(Collected data entries)
------

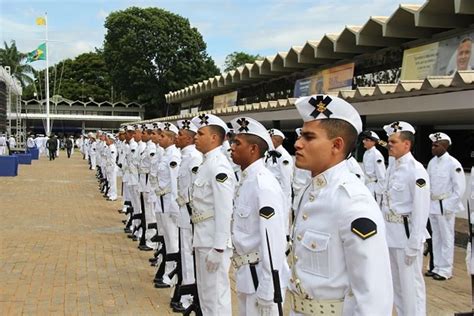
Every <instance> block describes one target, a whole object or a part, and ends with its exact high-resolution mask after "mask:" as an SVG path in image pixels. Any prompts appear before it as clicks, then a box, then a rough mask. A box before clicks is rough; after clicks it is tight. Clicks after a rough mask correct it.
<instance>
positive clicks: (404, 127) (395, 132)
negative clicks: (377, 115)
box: [383, 121, 415, 136]
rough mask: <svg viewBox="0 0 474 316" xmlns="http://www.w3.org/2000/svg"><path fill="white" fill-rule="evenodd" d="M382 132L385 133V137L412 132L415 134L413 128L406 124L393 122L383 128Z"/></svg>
mask: <svg viewBox="0 0 474 316" xmlns="http://www.w3.org/2000/svg"><path fill="white" fill-rule="evenodd" d="M383 129H384V131H385V132H386V133H387V136H390V135H392V134H394V133H398V132H412V133H413V134H415V128H414V127H413V126H411V125H410V124H409V123H407V122H403V121H395V122H393V123H390V124H388V125H385V126H384V127H383Z"/></svg>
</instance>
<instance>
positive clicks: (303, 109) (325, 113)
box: [295, 94, 362, 134]
mask: <svg viewBox="0 0 474 316" xmlns="http://www.w3.org/2000/svg"><path fill="white" fill-rule="evenodd" d="M295 106H296V109H297V110H298V112H299V113H300V115H301V117H302V118H303V121H305V122H309V121H314V120H325V119H339V120H343V121H346V122H348V123H349V124H351V125H352V126H354V128H355V129H356V131H357V134H360V133H361V132H362V120H361V119H360V115H359V113H358V112H357V110H356V109H355V108H354V107H353V106H352V105H351V104H349V103H348V102H346V101H345V100H343V99H341V98H338V97H333V96H329V95H325V94H316V95H312V96H308V97H301V98H298V100H296V102H295Z"/></svg>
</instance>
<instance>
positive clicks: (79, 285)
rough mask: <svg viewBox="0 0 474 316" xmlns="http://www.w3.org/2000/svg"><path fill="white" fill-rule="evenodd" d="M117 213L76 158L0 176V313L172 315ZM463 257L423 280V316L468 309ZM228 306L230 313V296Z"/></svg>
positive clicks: (469, 292) (42, 158) (166, 300)
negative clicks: (424, 295) (12, 177)
mask: <svg viewBox="0 0 474 316" xmlns="http://www.w3.org/2000/svg"><path fill="white" fill-rule="evenodd" d="M119 207H120V202H107V201H105V200H104V199H103V198H102V196H101V195H100V193H99V191H98V189H97V181H96V179H95V177H94V173H93V172H92V171H90V170H88V169H87V165H86V162H85V161H84V160H82V159H81V157H79V155H78V154H77V152H76V154H75V155H73V157H72V158H71V159H67V158H66V157H65V153H64V152H61V155H60V158H59V159H57V160H55V161H52V162H50V161H48V160H47V159H45V158H41V160H39V161H34V162H33V164H32V165H20V167H19V175H18V177H14V178H0V229H1V234H0V315H91V314H94V315H105V314H114V315H168V314H172V312H171V311H170V309H169V308H168V303H169V290H167V289H162V290H158V289H155V288H154V287H153V283H152V279H153V276H154V269H153V268H152V267H150V266H149V265H148V257H149V256H150V255H151V253H150V252H141V251H139V250H138V249H137V244H136V243H134V242H131V241H130V239H128V238H127V236H126V234H124V233H123V225H122V223H121V220H122V215H119V214H118V213H117V212H116V210H117V209H118V208H119ZM463 258H464V250H463V249H461V248H456V253H455V261H456V263H455V277H454V278H453V279H451V280H449V281H446V282H439V281H433V280H431V279H430V280H428V279H426V285H427V293H428V311H429V315H452V314H453V312H455V311H467V310H468V309H469V303H470V291H469V282H470V279H469V278H468V277H466V276H467V275H466V271H465V266H464V262H463V261H464V259H463ZM232 300H233V310H234V314H235V315H236V314H237V308H236V305H237V304H236V297H235V293H234V291H233V297H232ZM286 307H287V308H286V310H287V311H288V306H286ZM285 314H286V313H285ZM175 315H178V314H175Z"/></svg>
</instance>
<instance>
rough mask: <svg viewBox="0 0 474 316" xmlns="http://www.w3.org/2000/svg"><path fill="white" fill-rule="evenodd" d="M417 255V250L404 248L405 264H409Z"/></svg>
mask: <svg viewBox="0 0 474 316" xmlns="http://www.w3.org/2000/svg"><path fill="white" fill-rule="evenodd" d="M416 256H417V250H413V249H410V248H405V264H406V265H407V266H411V265H412V264H413V262H415V260H416Z"/></svg>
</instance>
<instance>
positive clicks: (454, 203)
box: [428, 133, 466, 281]
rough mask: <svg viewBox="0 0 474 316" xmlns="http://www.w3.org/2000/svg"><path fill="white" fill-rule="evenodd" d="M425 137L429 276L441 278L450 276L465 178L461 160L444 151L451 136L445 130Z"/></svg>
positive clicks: (439, 279)
mask: <svg viewBox="0 0 474 316" xmlns="http://www.w3.org/2000/svg"><path fill="white" fill-rule="evenodd" d="M429 138H430V140H431V141H432V145H431V152H432V153H433V156H434V157H433V158H432V159H431V160H430V162H429V163H428V175H429V177H430V183H431V203H430V215H429V218H430V222H431V229H432V232H433V233H432V236H431V238H432V245H433V263H434V269H433V270H432V271H431V272H432V273H433V279H435V280H438V281H444V280H447V279H449V278H451V277H452V276H453V257H454V222H455V219H456V213H459V212H463V211H464V205H463V203H462V197H463V195H464V192H465V190H466V179H465V176H464V170H463V168H462V166H461V163H460V162H459V161H458V160H457V159H456V158H454V157H453V156H451V155H450V154H449V153H448V148H449V146H450V145H451V138H450V137H449V136H448V135H446V134H445V133H433V134H431V135H429Z"/></svg>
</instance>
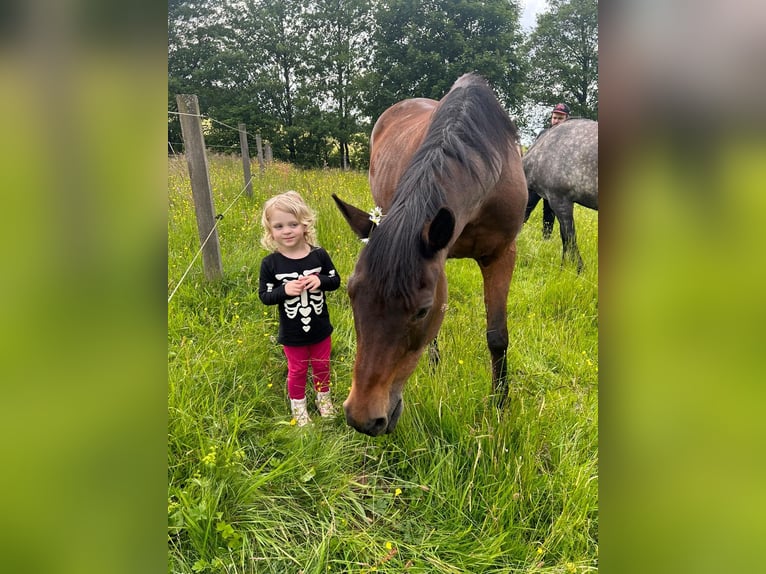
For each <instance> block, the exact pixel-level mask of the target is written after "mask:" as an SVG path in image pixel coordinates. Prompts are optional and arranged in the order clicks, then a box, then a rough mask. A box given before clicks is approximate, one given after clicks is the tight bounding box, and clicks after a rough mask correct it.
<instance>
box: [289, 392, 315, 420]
mask: <svg viewBox="0 0 766 574" xmlns="http://www.w3.org/2000/svg"><path fill="white" fill-rule="evenodd" d="M290 410H291V411H292V413H293V420H294V421H295V424H296V425H298V426H299V427H302V426H306V425H307V424H309V423H310V422H311V419H310V418H309V413H308V411H307V410H306V397H304V398H302V399H290Z"/></svg>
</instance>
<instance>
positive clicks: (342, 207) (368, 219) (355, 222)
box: [332, 193, 376, 239]
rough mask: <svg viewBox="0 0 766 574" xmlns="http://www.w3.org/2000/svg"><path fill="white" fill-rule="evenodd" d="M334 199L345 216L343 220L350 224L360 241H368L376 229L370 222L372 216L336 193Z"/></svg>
mask: <svg viewBox="0 0 766 574" xmlns="http://www.w3.org/2000/svg"><path fill="white" fill-rule="evenodd" d="M332 198H333V199H334V200H335V205H337V206H338V209H339V210H340V212H341V213H342V214H343V218H344V219H345V220H346V222H347V223H348V224H349V226H350V227H351V230H352V231H353V232H354V233H356V235H357V237H359V239H367V238H368V237H369V236H370V233H372V230H373V229H375V227H376V226H375V224H374V223H373V222H372V221H370V214H369V213H367V212H366V211H363V210H361V209H359V208H358V207H354V206H353V205H351V204H350V203H346V202H345V201H343V200H342V199H341V198H339V197H338V196H337V195H335V194H334V193H333V194H332Z"/></svg>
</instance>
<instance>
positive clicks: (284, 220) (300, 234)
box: [269, 208, 306, 250]
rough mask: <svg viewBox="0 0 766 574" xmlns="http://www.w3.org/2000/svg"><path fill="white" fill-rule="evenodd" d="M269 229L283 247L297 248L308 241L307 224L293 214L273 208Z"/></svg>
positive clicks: (286, 248)
mask: <svg viewBox="0 0 766 574" xmlns="http://www.w3.org/2000/svg"><path fill="white" fill-rule="evenodd" d="M269 229H270V230H271V236H272V237H273V238H274V241H276V242H277V245H279V247H280V248H282V249H287V250H290V249H296V248H300V247H302V246H303V244H304V243H305V242H306V239H305V237H306V236H305V233H306V226H305V225H303V224H302V223H301V222H300V221H298V219H297V218H296V217H295V216H294V215H293V214H292V213H287V212H285V211H280V210H279V209H276V208H275V209H273V210H272V211H271V213H270V214H269Z"/></svg>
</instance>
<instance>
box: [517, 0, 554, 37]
mask: <svg viewBox="0 0 766 574" xmlns="http://www.w3.org/2000/svg"><path fill="white" fill-rule="evenodd" d="M519 4H520V6H521V27H522V29H523V30H524V31H525V32H529V31H530V30H531V29H532V28H533V27H534V25H535V20H536V18H537V14H538V12H542V11H544V10H545V9H546V8H547V7H548V0H519Z"/></svg>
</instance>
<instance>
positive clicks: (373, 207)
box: [362, 205, 385, 243]
mask: <svg viewBox="0 0 766 574" xmlns="http://www.w3.org/2000/svg"><path fill="white" fill-rule="evenodd" d="M384 217H385V215H383V209H382V208H381V207H380V206H378V205H376V206H375V207H373V208H372V211H370V221H372V222H373V223H374V224H375V225H380V222H381V221H382V220H383V218H384ZM369 240H370V238H369V237H365V238H364V239H362V243H367V242H368V241H369Z"/></svg>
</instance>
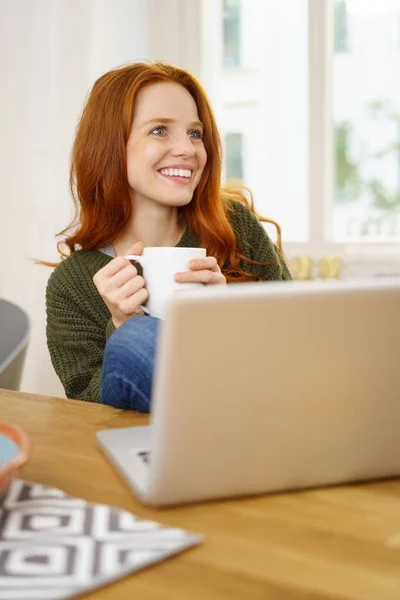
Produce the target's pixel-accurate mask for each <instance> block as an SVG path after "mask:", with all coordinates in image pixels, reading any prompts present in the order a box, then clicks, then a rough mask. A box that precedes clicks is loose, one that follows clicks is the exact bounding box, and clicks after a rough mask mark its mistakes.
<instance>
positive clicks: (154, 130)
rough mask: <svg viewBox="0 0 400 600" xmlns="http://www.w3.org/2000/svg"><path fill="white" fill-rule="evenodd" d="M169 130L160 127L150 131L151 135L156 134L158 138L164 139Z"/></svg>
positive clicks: (155, 134) (165, 127)
mask: <svg viewBox="0 0 400 600" xmlns="http://www.w3.org/2000/svg"><path fill="white" fill-rule="evenodd" d="M166 130H167V128H166V127H165V126H164V125H158V126H157V127H155V128H154V129H152V130H151V131H150V133H154V135H156V136H158V137H163V136H164V135H165V133H166Z"/></svg>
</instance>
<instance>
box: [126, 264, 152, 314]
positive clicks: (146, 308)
mask: <svg viewBox="0 0 400 600" xmlns="http://www.w3.org/2000/svg"><path fill="white" fill-rule="evenodd" d="M124 258H127V259H128V260H136V261H137V262H138V263H140V264H141V265H142V267H143V266H144V263H145V260H144V256H139V255H136V254H127V255H126V256H124ZM140 308H141V309H142V311H143V312H144V313H145V314H146V315H149V314H150V313H149V309H148V308H146V306H143V304H141V305H140Z"/></svg>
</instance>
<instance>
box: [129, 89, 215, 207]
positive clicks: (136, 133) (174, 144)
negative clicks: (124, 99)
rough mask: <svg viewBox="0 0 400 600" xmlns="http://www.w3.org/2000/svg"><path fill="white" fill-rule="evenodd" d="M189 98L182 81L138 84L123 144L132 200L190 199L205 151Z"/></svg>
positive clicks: (196, 119) (184, 205)
mask: <svg viewBox="0 0 400 600" xmlns="http://www.w3.org/2000/svg"><path fill="white" fill-rule="evenodd" d="M202 138H203V125H202V123H200V121H199V115H198V112H197V107H196V103H195V101H194V99H193V98H192V96H191V95H190V94H189V92H188V91H187V90H186V89H185V88H184V87H183V86H181V85H179V84H177V83H172V82H165V83H164V82H160V83H153V84H151V85H149V86H147V87H145V88H144V89H142V90H141V91H140V92H139V94H138V96H137V100H136V105H135V115H134V119H133V123H132V129H131V133H130V136H129V139H128V143H127V146H126V151H127V170H128V182H129V185H130V187H131V190H132V195H133V199H134V202H143V201H145V202H153V203H157V204H162V205H164V206H171V207H179V206H185V205H186V204H189V202H190V201H191V200H192V198H193V193H194V191H195V189H196V187H197V185H198V183H199V181H200V179H201V175H202V173H203V170H204V167H205V164H206V162H207V153H206V150H205V148H204V144H203V139H202Z"/></svg>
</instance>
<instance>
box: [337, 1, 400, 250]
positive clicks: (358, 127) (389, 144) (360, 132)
mask: <svg viewBox="0 0 400 600" xmlns="http://www.w3.org/2000/svg"><path fill="white" fill-rule="evenodd" d="M337 5H338V2H336V4H335V6H337ZM347 10H348V27H349V31H351V37H352V39H354V42H355V48H354V53H352V55H351V56H350V55H347V56H337V55H335V58H334V76H333V82H334V87H333V120H334V141H335V193H334V199H333V210H332V220H331V226H332V234H333V238H334V240H337V241H339V242H340V241H352V240H359V241H362V240H366V241H368V240H375V241H382V242H389V241H391V240H393V241H394V240H399V239H400V88H399V86H398V85H397V83H395V79H396V77H395V74H396V73H398V72H400V53H399V50H398V48H397V47H396V44H395V43H393V42H394V41H395V36H396V35H397V32H396V23H397V18H398V15H399V13H400V0H390V1H388V0H380V2H376V1H375V0H347ZM338 19H340V15H339V13H338V12H337V11H335V20H336V23H337V20H338ZM336 23H335V24H336ZM335 31H336V28H335Z"/></svg>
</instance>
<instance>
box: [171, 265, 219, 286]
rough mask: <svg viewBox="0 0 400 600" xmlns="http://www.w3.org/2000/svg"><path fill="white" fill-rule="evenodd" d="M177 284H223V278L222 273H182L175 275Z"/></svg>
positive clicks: (210, 272)
mask: <svg viewBox="0 0 400 600" xmlns="http://www.w3.org/2000/svg"><path fill="white" fill-rule="evenodd" d="M175 281H176V282H177V283H205V284H206V285H209V284H214V283H224V282H225V277H224V276H223V275H222V273H221V272H220V271H219V272H215V271H210V270H208V269H205V270H203V271H184V272H183V273H177V274H176V275H175Z"/></svg>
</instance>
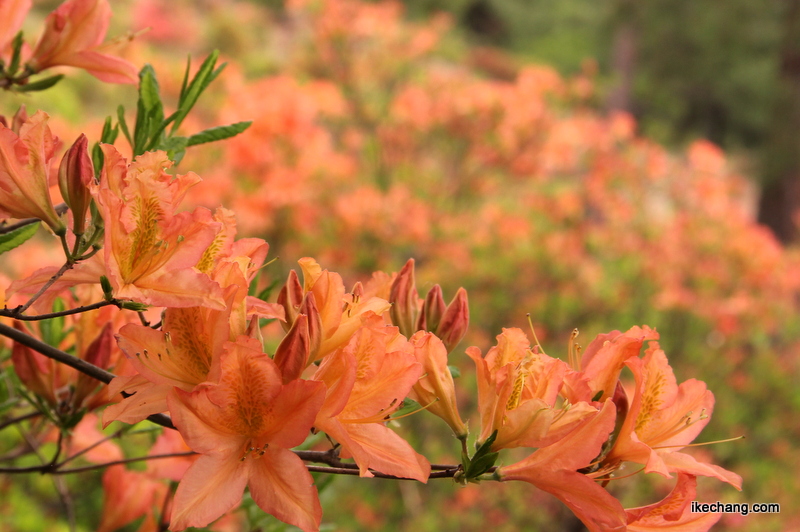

------

• _EXERCISE DESCRIPTION_
In the data above, start at the line holding "positive clicks: (373, 207)" and stop after the line holding "positive clicks: (154, 130)"; write out those lines exactly, without pictures.

• _EXERCISE ANSWER_
positive clicks: (373, 207)
box: [362, 205, 385, 243]
mask: <svg viewBox="0 0 766 574" xmlns="http://www.w3.org/2000/svg"><path fill="white" fill-rule="evenodd" d="M384 217H385V215H383V209H382V208H381V207H380V206H378V205H376V206H375V207H373V208H372V211H370V221H372V222H373V223H374V224H375V225H380V222H381V221H382V220H383V218H384ZM369 240H370V238H369V237H365V238H364V239H362V243H367V242H368V241H369Z"/></svg>
</instance>
Produce the target's pixel-accurate mask for each <instance> block as an SVG path after "mask:", with all coordinates in image pixels, reading any prompts present in the order a box, then clicks, then a rough mask. A box that precedes clicks is loose, one that follows clicks is the exact bounding box, and clicks after a rough mask mark its mistakes.
<instance>
positive clicks: (154, 130)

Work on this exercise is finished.